## About this task:
Nothing in the data may be altered as it is transcribed.

[Point localization data]
^^^^

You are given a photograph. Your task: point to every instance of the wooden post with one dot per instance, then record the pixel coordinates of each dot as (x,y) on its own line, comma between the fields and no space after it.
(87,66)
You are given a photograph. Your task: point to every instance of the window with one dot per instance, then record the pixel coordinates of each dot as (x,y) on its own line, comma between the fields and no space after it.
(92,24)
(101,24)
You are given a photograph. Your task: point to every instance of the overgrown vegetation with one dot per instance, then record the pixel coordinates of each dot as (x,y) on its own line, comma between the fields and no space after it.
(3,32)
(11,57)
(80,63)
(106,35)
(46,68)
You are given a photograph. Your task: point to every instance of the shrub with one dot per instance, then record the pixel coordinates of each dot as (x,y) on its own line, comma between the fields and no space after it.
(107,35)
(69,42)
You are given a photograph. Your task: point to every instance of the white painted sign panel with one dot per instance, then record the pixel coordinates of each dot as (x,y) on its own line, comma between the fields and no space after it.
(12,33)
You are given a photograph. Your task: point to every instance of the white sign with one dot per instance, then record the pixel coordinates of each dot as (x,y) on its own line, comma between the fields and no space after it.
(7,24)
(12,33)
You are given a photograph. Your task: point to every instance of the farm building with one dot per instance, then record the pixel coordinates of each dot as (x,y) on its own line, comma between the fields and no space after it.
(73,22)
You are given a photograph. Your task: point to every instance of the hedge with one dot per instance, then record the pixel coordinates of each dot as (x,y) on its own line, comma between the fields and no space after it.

^^^^

## Result for this exercise:
You are given a photograph. Your task: point to every instance of the wooden post with one dot per instance, then record the pixel coordinates of each dot as (x,y) on its own line, comma between the fields and no space after it.
(87,66)
You are given a photograph. Your task: point to every instance of the window with one dot per instance, then record the pixel coordinates of each dot as (x,y) on its own line, comma between the fields and no space after it.
(92,24)
(101,24)
You are given a photograph. Your task: point to every instance of the overgrown vegetation with one dot per instance, then record the pixel coordinates of each dot as (x,y) on its own line, comma between the fields and no space after it.
(3,32)
(11,57)
(80,63)
(106,35)
(46,68)
You are given a photograph. Your task: point to every instance of the shrub with one dot per instance, then record the pixel coordinates of each dot as (x,y) on its own line, comma between the fields and no space after it.
(107,35)
(69,42)
You are given a photograph. Your task: point to every instance of the white painted sign panel with one dot per instance, then record the pixel coordinates of each dot as (x,y) on its own line, comma between the fields and no space after it.
(12,33)
You are given a photograph. Your task: point to every instance of the white sign with one dot per instance, then record the pixel coordinates of each dot as (x,y) on its own line, comma between the fields and no space after it.
(7,24)
(12,33)
You are given a photograph. Your task: point to every instance of the farm building with one dot per instance, then record the pixel coordinates of each dot as (x,y) on its own line, comma between the fields and no space after it.
(73,22)
You are given a photograph. Your task: point to every instance of the hedge with one dot per instance, then record the pixel coordinates of each dot as (x,y) on its own line, comma between the fields and no space after it.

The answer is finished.